PROVIDED DATA ->
════════════════════

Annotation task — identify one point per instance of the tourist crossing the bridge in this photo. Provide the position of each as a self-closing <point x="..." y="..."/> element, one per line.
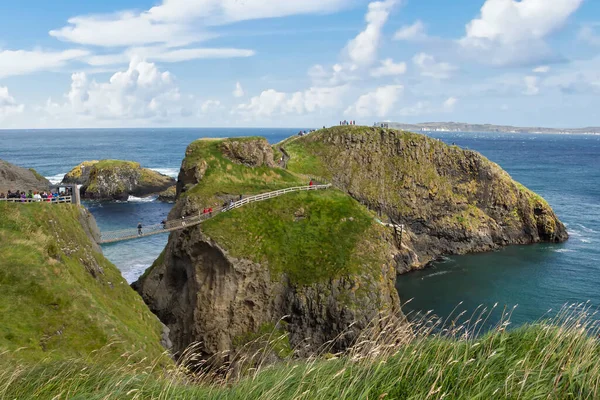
<point x="193" y="220"/>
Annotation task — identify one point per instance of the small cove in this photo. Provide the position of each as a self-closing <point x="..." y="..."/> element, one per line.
<point x="564" y="169"/>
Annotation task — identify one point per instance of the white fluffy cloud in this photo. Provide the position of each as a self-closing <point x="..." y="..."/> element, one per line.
<point x="580" y="77"/>
<point x="450" y="103"/>
<point x="210" y="106"/>
<point x="430" y="68"/>
<point x="180" y="22"/>
<point x="8" y="104"/>
<point x="335" y="75"/>
<point x="425" y="108"/>
<point x="165" y="54"/>
<point x="378" y="103"/>
<point x="22" y="62"/>
<point x="414" y="32"/>
<point x="513" y="32"/>
<point x="590" y="34"/>
<point x="389" y="68"/>
<point x="140" y="92"/>
<point x="531" y="85"/>
<point x="543" y="69"/>
<point x="271" y="102"/>
<point x="362" y="50"/>
<point x="239" y="90"/>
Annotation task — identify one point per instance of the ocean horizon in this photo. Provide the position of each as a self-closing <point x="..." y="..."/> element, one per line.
<point x="564" y="169"/>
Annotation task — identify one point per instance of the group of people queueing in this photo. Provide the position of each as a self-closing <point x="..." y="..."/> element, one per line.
<point x="32" y="196"/>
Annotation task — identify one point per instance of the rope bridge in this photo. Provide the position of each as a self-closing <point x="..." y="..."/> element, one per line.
<point x="174" y="225"/>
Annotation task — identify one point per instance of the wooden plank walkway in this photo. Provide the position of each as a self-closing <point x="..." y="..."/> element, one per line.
<point x="54" y="200"/>
<point x="183" y="223"/>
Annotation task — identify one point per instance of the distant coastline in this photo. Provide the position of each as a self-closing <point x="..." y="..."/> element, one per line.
<point x="488" y="128"/>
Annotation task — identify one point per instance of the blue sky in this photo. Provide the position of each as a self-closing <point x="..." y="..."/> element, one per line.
<point x="298" y="62"/>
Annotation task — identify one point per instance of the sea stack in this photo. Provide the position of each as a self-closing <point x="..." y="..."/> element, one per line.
<point x="116" y="180"/>
<point x="320" y="266"/>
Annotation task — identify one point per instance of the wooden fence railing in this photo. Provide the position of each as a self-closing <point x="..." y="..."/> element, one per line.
<point x="188" y="221"/>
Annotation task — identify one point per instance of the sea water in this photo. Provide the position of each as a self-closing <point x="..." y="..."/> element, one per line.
<point x="564" y="169"/>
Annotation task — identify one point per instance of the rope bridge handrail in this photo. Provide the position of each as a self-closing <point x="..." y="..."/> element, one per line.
<point x="186" y="222"/>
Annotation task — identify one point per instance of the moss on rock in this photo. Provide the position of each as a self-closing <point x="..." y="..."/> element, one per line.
<point x="61" y="298"/>
<point x="451" y="200"/>
<point x="116" y="179"/>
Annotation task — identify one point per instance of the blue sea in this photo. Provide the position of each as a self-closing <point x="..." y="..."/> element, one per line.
<point x="564" y="169"/>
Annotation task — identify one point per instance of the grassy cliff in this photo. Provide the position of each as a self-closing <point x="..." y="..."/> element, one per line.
<point x="116" y="179"/>
<point x="310" y="237"/>
<point x="451" y="200"/>
<point x="547" y="360"/>
<point x="61" y="298"/>
<point x="317" y="259"/>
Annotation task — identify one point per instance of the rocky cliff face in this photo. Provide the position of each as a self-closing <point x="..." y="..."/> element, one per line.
<point x="203" y="294"/>
<point x="15" y="178"/>
<point x="318" y="261"/>
<point x="452" y="201"/>
<point x="61" y="299"/>
<point x="284" y="263"/>
<point x="116" y="180"/>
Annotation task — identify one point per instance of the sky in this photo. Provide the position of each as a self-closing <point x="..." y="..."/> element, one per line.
<point x="298" y="63"/>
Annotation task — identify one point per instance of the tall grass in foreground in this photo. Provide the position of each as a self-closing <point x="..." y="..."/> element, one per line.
<point x="426" y="359"/>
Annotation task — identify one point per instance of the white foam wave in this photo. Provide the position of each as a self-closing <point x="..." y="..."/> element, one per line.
<point x="134" y="271"/>
<point x="56" y="179"/>
<point x="172" y="172"/>
<point x="436" y="274"/>
<point x="149" y="199"/>
<point x="586" y="229"/>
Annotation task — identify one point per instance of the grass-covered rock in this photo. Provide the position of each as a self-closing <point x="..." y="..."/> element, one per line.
<point x="451" y="201"/>
<point x="60" y="298"/>
<point x="311" y="263"/>
<point x="547" y="360"/>
<point x="116" y="180"/>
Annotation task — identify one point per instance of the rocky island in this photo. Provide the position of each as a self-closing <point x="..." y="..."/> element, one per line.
<point x="116" y="180"/>
<point x="317" y="264"/>
<point x="15" y="178"/>
<point x="310" y="270"/>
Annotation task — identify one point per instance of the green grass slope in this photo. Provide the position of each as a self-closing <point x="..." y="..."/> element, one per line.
<point x="221" y="175"/>
<point x="59" y="297"/>
<point x="309" y="236"/>
<point x="547" y="360"/>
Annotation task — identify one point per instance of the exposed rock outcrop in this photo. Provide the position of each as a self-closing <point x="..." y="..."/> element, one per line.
<point x="15" y="178"/>
<point x="62" y="299"/>
<point x="452" y="201"/>
<point x="116" y="180"/>
<point x="169" y="195"/>
<point x="203" y="294"/>
<point x="318" y="260"/>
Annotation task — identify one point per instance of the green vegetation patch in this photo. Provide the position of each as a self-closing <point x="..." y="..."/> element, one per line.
<point x="223" y="176"/>
<point x="37" y="175"/>
<point x="309" y="236"/>
<point x="114" y="164"/>
<point x="267" y="337"/>
<point x="61" y="299"/>
<point x="543" y="361"/>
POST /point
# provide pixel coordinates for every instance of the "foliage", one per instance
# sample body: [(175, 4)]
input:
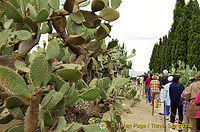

════════════════════

WHAT THE TASK ASKS -> Write the data out again exactly, but without its images.

RESPONSE BELOW ->
Annotation task — identify one point per instance of the tourist crossing the bridge in this photo. Provide the position of each as a self-closing <point x="..." y="..."/> element, one per line.
<point x="193" y="220"/>
Annotation task — identify one point per instance of the small cove in this photo. Provide the position of each as a self-closing <point x="..." y="..."/> element, one per line.
<point x="564" y="169"/>
Annotation task — identify one point per instance of the white fluffy cloud in this photo. Provide the position of each as a self-closing <point x="..." y="..."/> element, one per line.
<point x="580" y="77"/>
<point x="450" y="103"/>
<point x="210" y="106"/>
<point x="430" y="68"/>
<point x="180" y="22"/>
<point x="8" y="104"/>
<point x="335" y="75"/>
<point x="425" y="108"/>
<point x="165" y="54"/>
<point x="378" y="103"/>
<point x="22" y="62"/>
<point x="414" y="32"/>
<point x="513" y="32"/>
<point x="590" y="34"/>
<point x="389" y="68"/>
<point x="140" y="92"/>
<point x="531" y="85"/>
<point x="543" y="69"/>
<point x="271" y="102"/>
<point x="362" y="50"/>
<point x="239" y="90"/>
Annotation task — identify one point per instance of the ocean horizon in this photo. Provide the position of each as a self-closing <point x="..." y="..."/> element, one per line.
<point x="564" y="169"/>
Annotation task — identify one point per instance of the group of people queueing in this photo. Provide the position of each as a self-closing <point x="..." y="..."/> element, one per line.
<point x="32" y="196"/>
Annotation task — identify one point per instance of the rope bridge in this photo. Provide the position of each as a self-closing <point x="..." y="..."/> element, one per line.
<point x="174" y="225"/>
Annotation task — identify one point per instance of the wooden plank walkway in this photo. Provide the position of each as a self-closing <point x="..." y="..."/> element, one per line.
<point x="54" y="200"/>
<point x="183" y="223"/>
Annotation task — identify one point per instance of the distant coastline in this photo. Provide the position of each as a self-closing <point x="..." y="..."/> element, one per line.
<point x="488" y="128"/>
Annotation task — identify one point per instance of the blue sky in this photo. Provide the position of each as a self-closing <point x="..." y="..."/> element, one per line.
<point x="298" y="62"/>
Annotation task — identify one point per instance of the sea stack in this photo. Provide the position of each as a self-closing <point x="..." y="..."/> element, one per line.
<point x="116" y="180"/>
<point x="320" y="266"/>
Annotation task — identify one point per instance of the wooden fence railing in this photo. Provide the position of each as a self-closing <point x="..." y="..."/> element, one per line.
<point x="188" y="221"/>
Annotation task — identify one point per instance of the sea water in this photo. Provide the position of each as a self-closing <point x="..." y="..."/> element, one per line.
<point x="564" y="169"/>
Annotation task — identify one point per instance of the rope bridge handrail in this photo. Provide the position of each as a self-closing <point x="..." y="..."/> element, one per line.
<point x="186" y="222"/>
Annotation task — identify one point per instance of the moss on rock in this photo. Provide the position of each as a self-closing <point x="..." y="..."/> element, one per line.
<point x="61" y="298"/>
<point x="451" y="200"/>
<point x="116" y="179"/>
Annotation task — identify one point per instance of the blue sea in this photo. Provide the position of each as a self-closing <point x="..." y="..."/> element, one per line.
<point x="564" y="169"/>
Annotation task — identify one point per instance of the grassy cliff in this photo. Provide the position of each as a self-closing <point x="..." y="..."/> element, one per line.
<point x="116" y="179"/>
<point x="310" y="237"/>
<point x="451" y="200"/>
<point x="547" y="360"/>
<point x="61" y="298"/>
<point x="317" y="259"/>
Annotation task — identify one point per instance of the rocky cliff face in this photo. Provide the position of each as a self-closing <point x="..." y="..."/> element, one per line.
<point x="203" y="294"/>
<point x="15" y="178"/>
<point x="318" y="261"/>
<point x="452" y="201"/>
<point x="61" y="299"/>
<point x="284" y="263"/>
<point x="116" y="180"/>
Annotation task — identify one point per instance of the sky in this photo. Provide the position of each as a self-closing <point x="..." y="..."/> element, one per line.
<point x="298" y="63"/>
Annotation task — identify one point per instance of the tall grass in foreground in this photo. Provide the position of each as a self-closing <point x="..." y="..."/> element, one per line.
<point x="426" y="359"/>
Annotation task — identify one point per instance of the white foam wave in this photo. Provide the position of each as a self-closing <point x="..." y="..."/> element, one per line.
<point x="134" y="271"/>
<point x="56" y="179"/>
<point x="172" y="172"/>
<point x="436" y="274"/>
<point x="149" y="199"/>
<point x="586" y="229"/>
Annotation task — identify one point per instance of the grass-covered rock in this photo. Provide the position of each as a self-closing <point x="..." y="..."/> element, one per line.
<point x="451" y="201"/>
<point x="60" y="298"/>
<point x="311" y="263"/>
<point x="547" y="360"/>
<point x="116" y="180"/>
Annotation task — identify one point per instance of the rocky island in this photo. Provide the position of each as a self-closing <point x="..." y="..."/> element, one per line.
<point x="116" y="180"/>
<point x="317" y="264"/>
<point x="15" y="178"/>
<point x="310" y="270"/>
Annotation task — identify one point per instance of the green grass slope in this photo. Provide the position of each as a self-closing <point x="..." y="..."/> element, one per line.
<point x="221" y="175"/>
<point x="59" y="297"/>
<point x="309" y="236"/>
<point x="547" y="360"/>
Annotation task — identify one point per instance of the exposed rock outcrop in this photo. Provide the position of each as a self-closing <point x="..." y="..."/> element, one per line.
<point x="15" y="178"/>
<point x="62" y="299"/>
<point x="452" y="201"/>
<point x="116" y="180"/>
<point x="169" y="195"/>
<point x="203" y="294"/>
<point x="318" y="260"/>
Annotation task — identify one point per instance of the green vegetation patch in this photo. Provide the position of each as a self-closing <point x="..." y="..."/> element, one per line.
<point x="223" y="176"/>
<point x="37" y="175"/>
<point x="309" y="236"/>
<point x="114" y="164"/>
<point x="267" y="337"/>
<point x="61" y="299"/>
<point x="543" y="361"/>
POST /point
# provide pixel coordinates for every instance of the "foliage", one per instance
# sample body: [(175, 4)]
input:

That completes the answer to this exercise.